Supplied passage:

* * * *

11.3.7 append/3

Synopsis

append(?List1, ?List2, ?List3)

Arguments

List1

list of term

List2

list of term

List3

list of term

A list consisting of List1 followed by List2.

Description

Appends lists List1 and List2 to form List3:

| ?- append([a,b], [a,d], X).

X = [a,b,a,d]

| ?- append([a], [a], [a]).

no
| ?- append(2, [a], X).

no

Takes List3 apart:

| ?- append(X, [e], [b,e,e]).

X = [b,e]

| ?- append([b|X], [e,r], [b,o,r,e,r]).

X = [o,r]

| ?- append(X, Y, [h,i]).

X = [], 
Y = [h,i] ;

X = [h], 
Y = [i] ;

X = [h,i], 
Y = [] ;

no

Backtracking

Suppose L is bound to a proper list. That is, it has the form [T1,…,Tn] for some n. In that instance, the following things apply:

1. append(L, X, Y) has at most one solution, whatever X and Y are, and cannot backtrack at all.
2. append(X, Y, L) has at most n+1 solutions, whatever X and Y are, and though it can backtrack over these it cannot run away without finding a solution.
3. append(X, L, Y), however, can backtrack indefinitely if X and Y are variables.

Examples

The following examples are perfectly ordinary uses of append/3:

To enumerate adjacent pairs of elements from a list:

next_to(X, Y, (*in*) List3) :-
        append(_, [X,Y|_], List3).

To check whether Word1 and Word2 are the same except for a single transposition. (append/5 in library(lists) would be better for this task.)

one_transposition(Word1, Word2) :-
        append(Prefix, [X,Y|Suffix], Word1),
        append(Prefix, [Y,X|Suffix], Word2).

| ?- one_transposition("fred", X).
X = "rfed" ;
X = "ferd" ;
X = "frde" ;
no

Given a list of words and commas, to backtrack through the phrases delimited by commas:

comma_phrase(List3, Phrase) :-
        append(F, [','|Rest], List3),
        !,
        (   Phrase = F
        ;   comma_phrase(Rest, Phrase)
        ).
comma_phrase(List3, List3).

| ?- comma_phrase([this,is,',',um,',',an, example], X).
X = [this,is] ;
X = [um] ;
X = [an,example] ;
no

Exceptions

None.

See Also

ref-lte-acl, library(lists).

* * * *

Information supplied:
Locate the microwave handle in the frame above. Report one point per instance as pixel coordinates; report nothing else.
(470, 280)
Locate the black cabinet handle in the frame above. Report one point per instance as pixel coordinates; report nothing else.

* * * *

Given request 1: Repeat the text of the append/3 reference page starting at "1. append(L, X, Y)" and ending at "Y are variables.".
Given request 2: Which predicates are defined in the Examples section of the append/3 reference page?
Given request 3: On the append/3 reference page, why does the query append([a], [a], [a]) answer no?

Finished answer 1:
1. append(L, X, Y) has at most one solution, whatever X and Y are, and cannot backtrack at all.
2. append(X, Y, L) has at most n+1 solutions, whatever X and Y are, and though it can backtrack over these it cannot run away without finding a solution.
3. append(X, L, Y), however, can backtrack indefinitely if X and Y are variables.

Finished answer 2: next_to, one_transposition, comma_phrase

Finished answer 3: The page defines List3 as a list consisting of List1 followed by List2. [a] followed by [a] would be [a,a], so [a] cannot be the third argument.